### Exercícios
**A)** Responda com base no relato sobre alunos autônomos:
(i) O que quem narra fazia às vezes quando saía da sala em horário de aula?
(ii) Qual é o nome da coordenadora?
(iii) Segundo os veteranos, além de encher a cabeça do novato de perguntas, o que mais ela faria?
**B)** Reproduza fielmente o trecho do relato sobre alunos autônomos que vai desde "Eu amava observá-los." até "do tipo moderno.".

A revolução dos alunos autônomos
“Era preciso aprender a desaparecer, a fomentar autonomia.” [José Pacheco, 2020]
Houve um
tempo em que meus alunos universitários não me requisitavam mais. Faziam aquele
burburinho, se movimentavam pela sala de aula, alguns se exaltavam no tom de voz, eram gargalhadas
e muitas histórias... e como eles batiam papo.
Eu amava observá-los. Era encantador vê-los se divertindo, adquirindo conhecimento e produzindo projetos, tudo ao mesmo tempo.
Quando
me sentia entediada, eu pedia a palavra e falava: “Hey galera! Alguém pode me
perguntar alguma coisa? Compartilhar uma angústia? Estou me sentindo inútil
aqui sentada no cantinho”. Eu morria de rir... Os “moleques” davam risada, me
ignoravam e continuavam a trabalhar em seus projetos, com suas investigações, a
interagir entre os grupos e a pedir e oferecer ajuda aos colegas. Alguns saiam
da sala a procura de outros professores especialistas em algo especifico que
buscavam. Era como um Ballet, e do tipo moderno.
Minha
sala de aula vivia de porta aberta, pois qualquer um poderia sair em busca de
ajuda, assim como qualquer um era bem vindo a entrar de passagem, ou ficar e
interagir. Alguns alunos “turistas” entravam para ver o que acontecia. Eu
escutava algumas perguntas como: “O professor de vocês faltou? Vocês não vão
ter aula?”.
Para
entrar na minha sala, não era preciso pedir licença ou desculpas por
interromper a professora, pois normalmente eu estava sentada em qualquer lugar,
com algum grupo batendo papo, ou apenas contemplando o processo, camuflada
entre os alunos.
Por
vezes, em horário de aula, eu saia da sala, passeava pela universidade ou ia ao
supermercado vizinho.
Até que
um dia, tive a ideia de ir à coordenação. De mãos abanando, com sorriso maroto no
rosto, entrei na sala da Graziela, minha corajosa coordenadora, sentei na frente
de sua mesa e disse: “Eles estão trabalhando. Eles não precisam de mim. Eu
estava sobrando na sala e vim bater papo.”.
Desta
forma, eu dava espaço para a troca entre os alunos. Eles pesquisavam e buscavam
soluções de forma autônoma. Se eu ficasse em sala, eles continuariam achando
que a resposta estaria em mim.
Minha
fama era que eu não dava respostas. Era muito engraçado quando aparecia um
novato e resolvia me fazer uma pergunta conceitual, os veteranos logo iam
dizendo: “não adianta, ela não vai te responder, ainda vai encher sua cabeça
de perguntas e indicar um livro”. A minha rotina erra essa, mesmo ficando
dentro da sala de aula, eu desaparecia,
Minha
coordenadora sabia que eu não dava aula (nos moldes tradicionais), mas entendia que eu jamais
negligenciaria a aprendizagem de meus alunos. Ao contrario, ela disse que
sempre via resultados melhores com o desenvolvimento de projetos e sabia que eu
era super exigente e cobrava produção e muita qualidade.

### Entradas listadas
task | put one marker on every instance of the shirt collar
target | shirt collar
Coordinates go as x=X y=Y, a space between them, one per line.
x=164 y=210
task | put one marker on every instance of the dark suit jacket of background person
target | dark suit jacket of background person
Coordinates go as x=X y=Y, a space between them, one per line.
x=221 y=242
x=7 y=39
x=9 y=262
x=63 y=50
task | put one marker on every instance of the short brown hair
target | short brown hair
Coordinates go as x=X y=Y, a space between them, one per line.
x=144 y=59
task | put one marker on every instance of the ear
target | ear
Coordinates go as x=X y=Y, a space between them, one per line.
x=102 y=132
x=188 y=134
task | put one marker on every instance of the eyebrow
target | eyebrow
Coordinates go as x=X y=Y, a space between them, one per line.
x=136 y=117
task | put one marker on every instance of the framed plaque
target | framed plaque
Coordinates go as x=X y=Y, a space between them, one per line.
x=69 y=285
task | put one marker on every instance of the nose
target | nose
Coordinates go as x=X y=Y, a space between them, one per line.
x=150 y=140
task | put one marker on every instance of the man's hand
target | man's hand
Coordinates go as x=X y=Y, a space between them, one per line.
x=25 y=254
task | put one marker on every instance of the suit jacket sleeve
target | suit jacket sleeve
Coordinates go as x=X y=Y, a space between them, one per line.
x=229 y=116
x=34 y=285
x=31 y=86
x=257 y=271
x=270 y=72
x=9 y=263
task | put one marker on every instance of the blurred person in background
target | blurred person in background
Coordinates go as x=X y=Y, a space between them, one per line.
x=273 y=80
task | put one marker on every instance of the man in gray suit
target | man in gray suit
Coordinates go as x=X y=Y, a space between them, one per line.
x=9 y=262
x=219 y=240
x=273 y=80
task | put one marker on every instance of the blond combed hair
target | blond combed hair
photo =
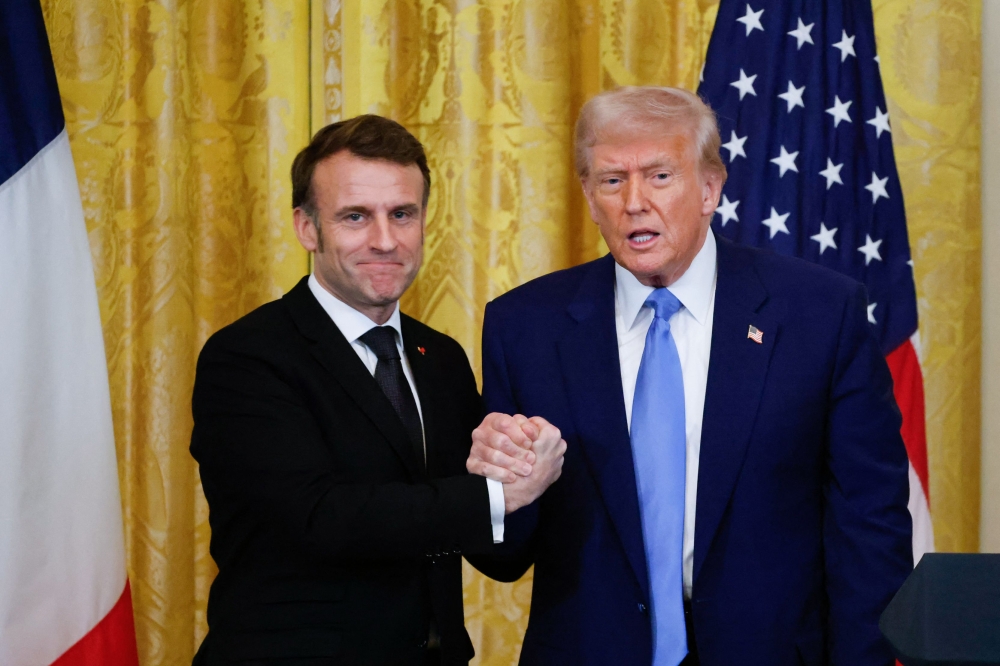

### Lista de respostas
**A)**
(i) Passeava pela universidade ou ia ao supermercado vizinho.
(ii) Graziela.
(iii) Indicaria um livro.

**B)**
Eu amava observá-los. Era encantador vê-los se divertindo, adquirindo conhecimento e produzindo projetos, tudo ao mesmo tempo.
Quando
me sentia entediada, eu pedia a palavra e falava: “Hey galera! Alguém pode me
perguntar alguma coisa? Compartilhar uma angústia? Estou me sentindo inútil
aqui sentada no cantinho”. Eu morria de rir... Os “moleques” davam risada, me
ignoravam e continuavam a trabalhar em seus projetos, com suas investigações, a
interagir entre os grupos e a pedir e oferecer ajuda aos colegas. Alguns saiam
da sala a procura de outros professores especialistas em algo especifico que
buscavam. Era como um Ballet, e do tipo moderno.